Directions: Only the lines from the one containing "where the grass" to the end of the listing below are wanted, repeated exactly.
Records shown section start
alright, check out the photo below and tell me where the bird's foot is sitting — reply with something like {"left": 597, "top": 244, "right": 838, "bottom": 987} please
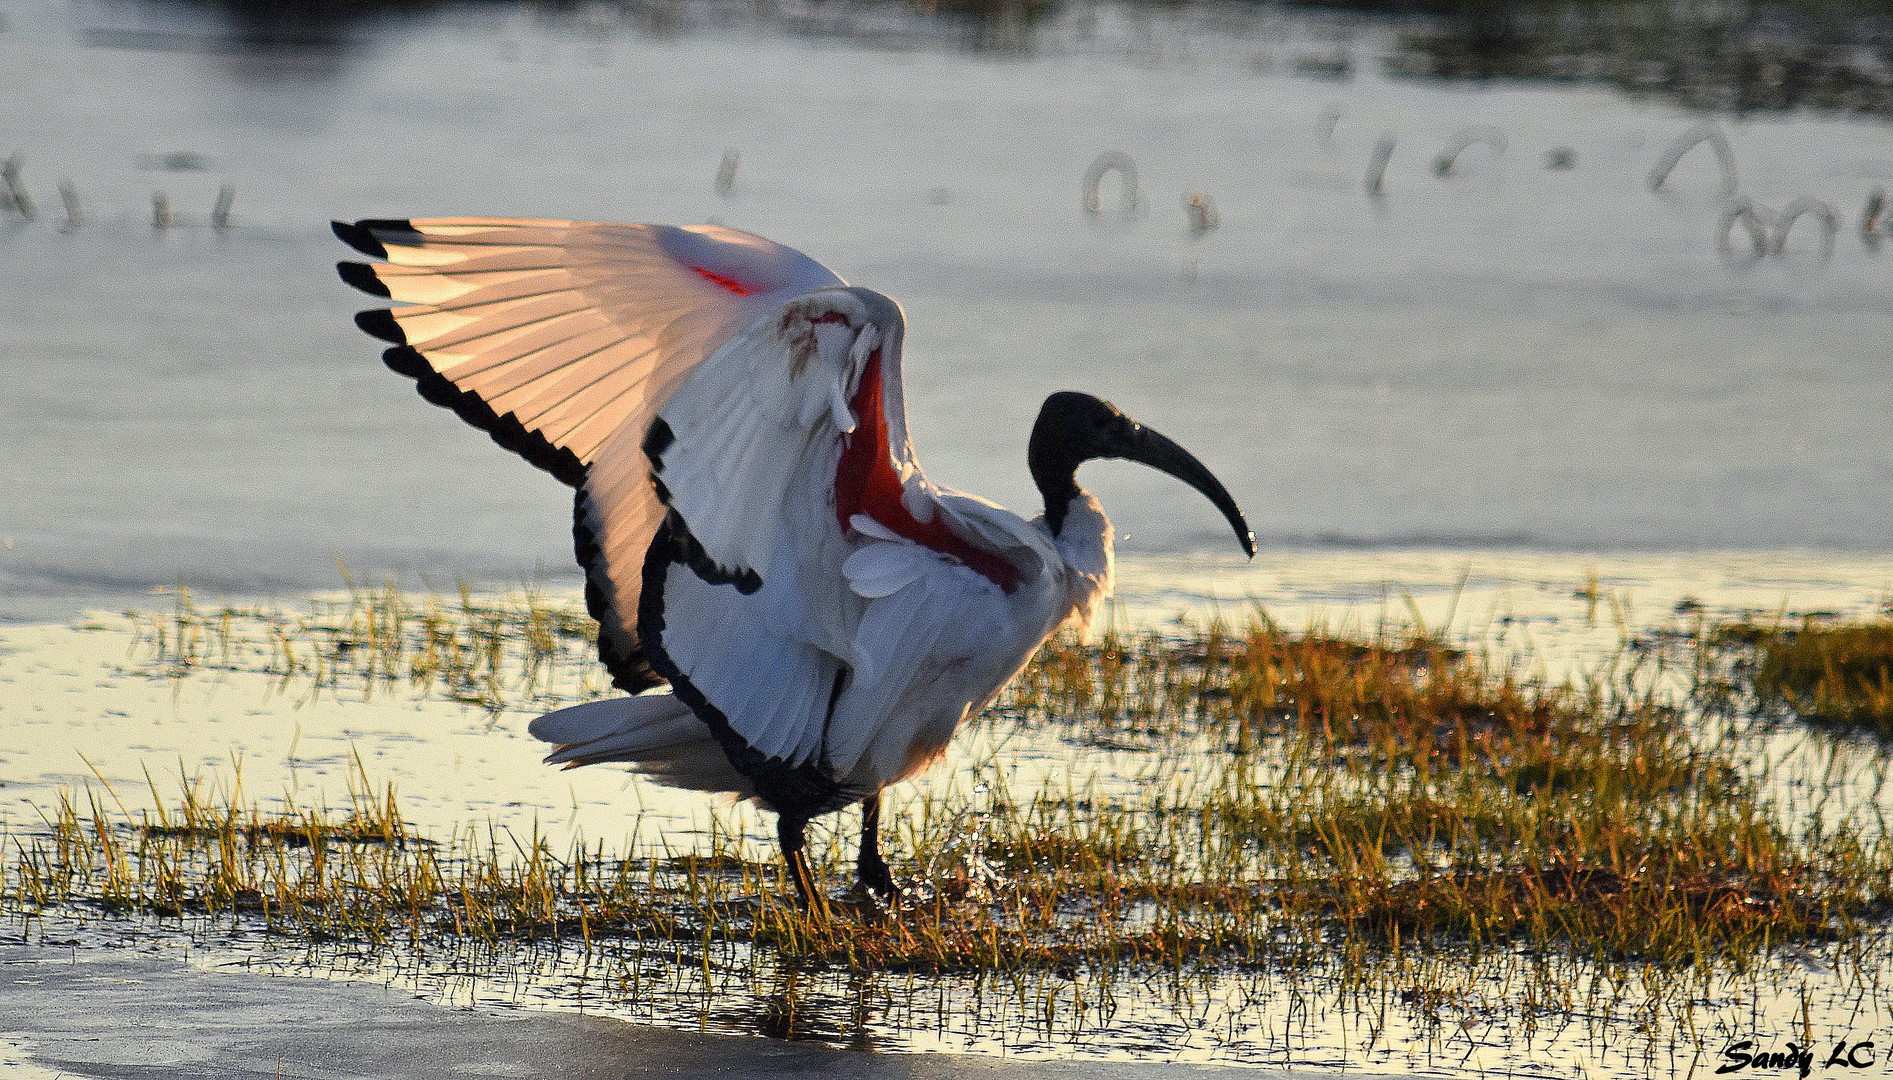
{"left": 856, "top": 853, "right": 902, "bottom": 902}
{"left": 848, "top": 874, "right": 906, "bottom": 925}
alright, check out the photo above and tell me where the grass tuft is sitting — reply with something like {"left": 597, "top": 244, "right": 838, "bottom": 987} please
{"left": 1708, "top": 615, "right": 1893, "bottom": 738}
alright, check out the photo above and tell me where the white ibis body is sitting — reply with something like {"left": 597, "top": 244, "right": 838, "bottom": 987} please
{"left": 334, "top": 218, "right": 1255, "bottom": 906}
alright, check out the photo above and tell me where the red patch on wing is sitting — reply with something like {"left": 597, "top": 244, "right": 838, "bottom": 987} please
{"left": 691, "top": 266, "right": 753, "bottom": 296}
{"left": 835, "top": 354, "right": 1020, "bottom": 594}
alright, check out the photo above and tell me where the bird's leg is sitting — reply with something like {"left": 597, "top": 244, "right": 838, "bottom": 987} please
Records shown section end
Response to the exercise:
alright, check out the photo above and tell me where the grass tuft is sitting — reply with something like {"left": 597, "top": 244, "right": 838, "bottom": 987} please
{"left": 1708, "top": 615, "right": 1893, "bottom": 738}
alright, check out the photo above and tell me where the white ibis body is sitting — reply with something like {"left": 597, "top": 244, "right": 838, "bottom": 987} please
{"left": 334, "top": 218, "right": 1255, "bottom": 906}
alright, check out the photo above and tell me where the red patch on wing is sitting — reply with something like {"left": 597, "top": 244, "right": 838, "bottom": 987} please
{"left": 691, "top": 266, "right": 753, "bottom": 296}
{"left": 835, "top": 354, "right": 1020, "bottom": 594}
alright, check out the photo above and tell me where the bird's leg is sitting — reply with something like {"left": 597, "top": 244, "right": 838, "bottom": 987} please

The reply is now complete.